◆ **INSTRUÇÃO 1**:
De acordo com o texto apresentado, quantas toneladas de urânio por ano a mina de Caetité poderá produzir a partir de 2017?
◆ **INSTRUÇÃO 2**:
Por favor, indique se cada afirmação concorda com o texto apresentado, respondendo sim ou não e citando as palavras do texto que decidem a questão: (a) O Brasil tem duas usinas nucleares de energia em funcionamento. (b) A mina de Santa Quitéria fica na Bahia. (c) Aquilino Senra é diretor da Coppe.

◆ **TEXTO APRESENTADO**:
○ ○ ○ ○
O aumento na exploração gerará um excedente de urânio, uma vez que o Brasil só possui duas usinas nucleares de energia em funcionamento. Mas será que a exportação é o melhor destino para ele? E quais seriam os impactos no meio ambiente causados por esse aumento? Para responder a essas e outras perguntas, o Olhar Virtual convidou o professor Aquilino Senra, vice-diretor do Instituto Alberto Luiz Coimbra de Pós-Graduação e Pesquisa de Engenharia (Coppe) e professor titular do Programa de Engenharia Nuclear da UFRJ.

Olhar Virtual: A produção atual de urânio é suficiente para as necessidades brasileiras ou essa ampliação vem atender uma demanda externa?

Aquilino Senra: A extração de urânio é suficiente para atender a demanda das usinas nucleares Angra 1 e Angra 2. A mina de Caetité, na Bahia, única de onde se extrai urânio na América Latina, poderá produzir 1.200 toneladas de urânio por ano, a partir de 2017. Mesmo com a garantia de mais de três décadas de produção na mina de Caetité, outra mina está em preparação em Santa Quitéria, no Ceará. Com isso, a produção nacional de urânio poderá ser de 2.800 toneladas de urânio por ano, em 2017. Isso corresponderá a um aumento de 600% em oito anos.
○ ○ ○ ○
◆ **DADOS FORNECIDOS**:
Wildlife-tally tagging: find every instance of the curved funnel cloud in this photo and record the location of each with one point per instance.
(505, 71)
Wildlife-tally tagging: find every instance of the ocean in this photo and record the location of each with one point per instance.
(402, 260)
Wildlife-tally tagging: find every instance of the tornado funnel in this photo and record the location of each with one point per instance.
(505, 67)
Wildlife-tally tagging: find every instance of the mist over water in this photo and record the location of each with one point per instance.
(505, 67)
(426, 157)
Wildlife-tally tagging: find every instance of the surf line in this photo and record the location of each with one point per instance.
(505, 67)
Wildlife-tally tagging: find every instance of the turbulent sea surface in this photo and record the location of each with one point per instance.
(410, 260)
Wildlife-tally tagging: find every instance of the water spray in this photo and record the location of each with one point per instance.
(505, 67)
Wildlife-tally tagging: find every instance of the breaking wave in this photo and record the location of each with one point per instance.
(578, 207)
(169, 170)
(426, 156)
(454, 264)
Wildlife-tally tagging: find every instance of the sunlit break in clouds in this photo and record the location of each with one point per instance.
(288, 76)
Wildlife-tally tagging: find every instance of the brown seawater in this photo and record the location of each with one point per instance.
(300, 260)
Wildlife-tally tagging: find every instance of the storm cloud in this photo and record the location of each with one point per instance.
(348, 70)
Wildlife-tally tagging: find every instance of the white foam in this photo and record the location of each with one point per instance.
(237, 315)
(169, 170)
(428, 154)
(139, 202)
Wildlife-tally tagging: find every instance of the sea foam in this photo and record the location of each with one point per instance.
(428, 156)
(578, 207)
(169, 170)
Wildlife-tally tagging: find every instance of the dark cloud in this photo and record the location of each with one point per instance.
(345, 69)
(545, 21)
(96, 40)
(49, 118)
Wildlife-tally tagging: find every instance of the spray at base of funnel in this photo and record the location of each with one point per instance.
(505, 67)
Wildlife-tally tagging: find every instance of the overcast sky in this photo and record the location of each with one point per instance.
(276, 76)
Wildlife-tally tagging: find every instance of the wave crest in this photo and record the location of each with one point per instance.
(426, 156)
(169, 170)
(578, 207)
○ ○ ○ ○
◆ **RESPOSTA 1**:
1.200 toneladas de urânio por ano.

◆ **RESPOSTA 2**:
(a) Sim: "o Brasil só possui duas usinas nucleares de energia em funcionamento".
(b) Não: "outra mina está em preparação em Santa Quitéria, no Ceará".
(c) Não: "vice-diretor do Instituto Alberto Luiz Coimbra de Pós-Graduação e Pesquisa de Engenharia (Coppe)".